Data for this task:
START
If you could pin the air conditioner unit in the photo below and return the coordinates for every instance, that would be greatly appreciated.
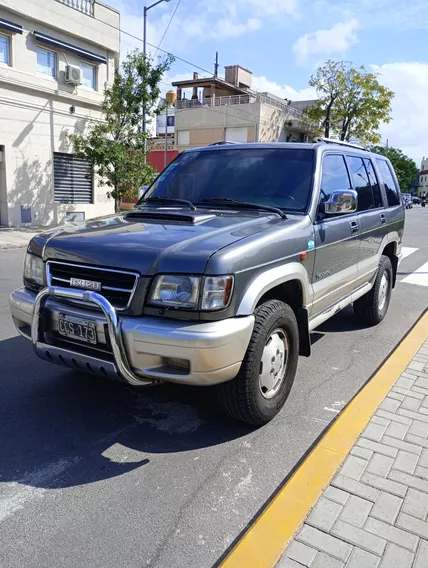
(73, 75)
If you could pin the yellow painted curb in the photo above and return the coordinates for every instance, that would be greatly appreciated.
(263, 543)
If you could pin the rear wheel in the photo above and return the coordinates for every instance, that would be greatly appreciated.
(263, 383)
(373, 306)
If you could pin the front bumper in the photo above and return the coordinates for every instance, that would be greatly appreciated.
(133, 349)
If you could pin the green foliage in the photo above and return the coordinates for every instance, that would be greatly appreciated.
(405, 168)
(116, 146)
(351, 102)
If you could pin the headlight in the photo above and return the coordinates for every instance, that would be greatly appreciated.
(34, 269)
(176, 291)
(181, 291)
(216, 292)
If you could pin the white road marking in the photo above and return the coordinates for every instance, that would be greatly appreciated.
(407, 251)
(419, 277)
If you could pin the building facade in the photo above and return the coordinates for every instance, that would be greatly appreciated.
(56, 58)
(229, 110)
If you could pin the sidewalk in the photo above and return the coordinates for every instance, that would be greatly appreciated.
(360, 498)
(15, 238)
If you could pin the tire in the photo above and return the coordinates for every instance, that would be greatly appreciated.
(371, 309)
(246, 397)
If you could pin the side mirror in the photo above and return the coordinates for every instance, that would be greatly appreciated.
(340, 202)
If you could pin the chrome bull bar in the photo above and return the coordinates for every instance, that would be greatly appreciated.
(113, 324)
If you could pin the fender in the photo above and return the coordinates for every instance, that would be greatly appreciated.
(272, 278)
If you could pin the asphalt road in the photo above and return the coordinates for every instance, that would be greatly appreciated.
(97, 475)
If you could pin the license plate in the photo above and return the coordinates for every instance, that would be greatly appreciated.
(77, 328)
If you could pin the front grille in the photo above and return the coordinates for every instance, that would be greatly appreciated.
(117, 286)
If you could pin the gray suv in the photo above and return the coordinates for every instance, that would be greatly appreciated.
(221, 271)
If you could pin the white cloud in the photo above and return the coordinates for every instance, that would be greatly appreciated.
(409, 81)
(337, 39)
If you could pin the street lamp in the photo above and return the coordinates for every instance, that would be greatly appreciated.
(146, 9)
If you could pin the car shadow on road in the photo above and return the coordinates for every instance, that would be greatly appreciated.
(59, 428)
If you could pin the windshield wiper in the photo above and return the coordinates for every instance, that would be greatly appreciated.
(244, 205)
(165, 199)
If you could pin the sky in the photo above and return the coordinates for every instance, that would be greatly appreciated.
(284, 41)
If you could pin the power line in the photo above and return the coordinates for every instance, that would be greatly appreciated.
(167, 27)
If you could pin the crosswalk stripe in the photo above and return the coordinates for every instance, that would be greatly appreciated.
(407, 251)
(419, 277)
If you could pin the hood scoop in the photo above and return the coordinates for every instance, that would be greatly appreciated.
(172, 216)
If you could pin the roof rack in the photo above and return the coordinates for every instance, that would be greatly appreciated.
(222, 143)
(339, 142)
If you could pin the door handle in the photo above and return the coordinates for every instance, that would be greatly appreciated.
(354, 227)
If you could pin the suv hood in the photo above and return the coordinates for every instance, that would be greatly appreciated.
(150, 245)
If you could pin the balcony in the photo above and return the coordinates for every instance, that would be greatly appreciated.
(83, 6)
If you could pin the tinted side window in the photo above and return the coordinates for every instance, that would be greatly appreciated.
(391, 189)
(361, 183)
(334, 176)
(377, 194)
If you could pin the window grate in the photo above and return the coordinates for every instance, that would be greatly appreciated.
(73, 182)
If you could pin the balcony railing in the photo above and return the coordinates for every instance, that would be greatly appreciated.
END
What the task requires:
All of the entries need to be transcribed word for word; pictures are left out.

The reply:
If you could pin the air conditioner unit in the photo below and return the coordinates for every instance, that would be greatly appreciated.
(73, 75)
If you could pin the yellow painted curb in the photo above and return the coordinates for every instance, that would be greatly appreciated.
(263, 543)
If you could pin the rear wheel in the photo above and return the coordinates for every instance, that would be greatly appreciated.
(263, 383)
(373, 306)
If you could pin the front bumper in the photo above and return the coordinates for every instance, that would be greatly appreciated.
(133, 349)
If you could pin the green foliage in the photo above and return the coordinates for every instance, that would be greatly appreciated.
(405, 168)
(116, 146)
(351, 102)
If you could pin the headlight in the photo above and return the coordinates for every instance, that would be greatly appreciated.
(34, 269)
(176, 291)
(181, 291)
(216, 292)
If you could pin the white road marking in the photo above and return the coordinates for every instance, that would be greatly appreciated.
(407, 251)
(419, 277)
If you could pin the building facade in the photo above and return the coordinates for every instance, that would be greatly appreciated.
(56, 58)
(229, 110)
If you could pin the sidewalk in the photo above and return the coordinates for every instance, that would be greatly appreciated.
(360, 498)
(15, 238)
If you could pin the tire in the photo above and return the coordinates for every instance, that would be greatly appreciated.
(371, 309)
(246, 397)
If you could pin the side mirror in the photo above and return the coordinates for every instance, that would be greatly appreciated.
(340, 202)
If you could pin the chrome bull bar in the photo above and return the coordinates for every instance, that would be greatly appreciated.
(113, 324)
If you could pin the fender in the photo above and return the coordinates for every instance, that would be greatly appreciated.
(272, 278)
If you could pin the asphalt road in the photo above and return the coordinates for every instance, that would be greatly appreciated.
(97, 475)
If you could pin the license plate in the photo above and return the coordinates for every instance, that would be greatly appreciated.
(77, 328)
If you could pin the front grille in the photo above and return the coordinates for every instance, that would be greatly appreciated.
(117, 286)
If you could pin the gray suv in the photo above and return the coordinates for every instance, that would be greatly appreciated.
(221, 271)
If you could pin the white cloud in the photo above and return the coordinates for every instance, that would be greatly appreciated.
(409, 81)
(337, 39)
If you could pin the street lamp in the photo above and return the coordinates for every instance, that would be greatly appreciated.
(146, 9)
If you could pin the car shadow on road in the photo above and return the coordinates for every instance, that would be greatly appreciated.
(59, 428)
If you could pin the windshield wiper in the photo above and return the coordinates for every instance, that would be greatly appreciated.
(244, 205)
(165, 199)
If you could pin the sky in the photo above and return the coordinates for every instance, that would be greatly appreciated.
(284, 41)
If you could pin the power line in the photo above and return the coordinates for every instance, that would be greatly appreciated.
(167, 27)
If you could pin the crosswalk stripe in the photo above and return the coordinates for every instance, that would be greatly appreciated.
(407, 251)
(419, 277)
If you could pin the hood scoop in the photo above and return the coordinates for every instance, that would be greatly appreciated.
(172, 216)
If you could pin the roof rack in the photo above and return the coordinates for every instance, that would be greatly appreciated.
(222, 143)
(339, 142)
If you could pin the door handle in the photo above and return the coordinates for every instance, that would be greatly appreciated.
(354, 227)
If you could pin the suv hood in the photo above and return the coordinates for every instance, that would be greatly appreciated.
(150, 245)
If you could pin the balcony in the photo above and return the coordinates for every instance, that would be greatly appreciated.
(83, 6)
If you could pin the tinted side window in the photo above and return the coordinates for every instance, that would be greatly appreciated.
(391, 189)
(361, 183)
(334, 176)
(377, 194)
If you could pin the window grate in the photo above and return the coordinates for every instance, that would be greatly appreciated.
(73, 182)
If you could pin the balcony railing in the photo above and return the coordinates for every instance, that would be greatly appreciated.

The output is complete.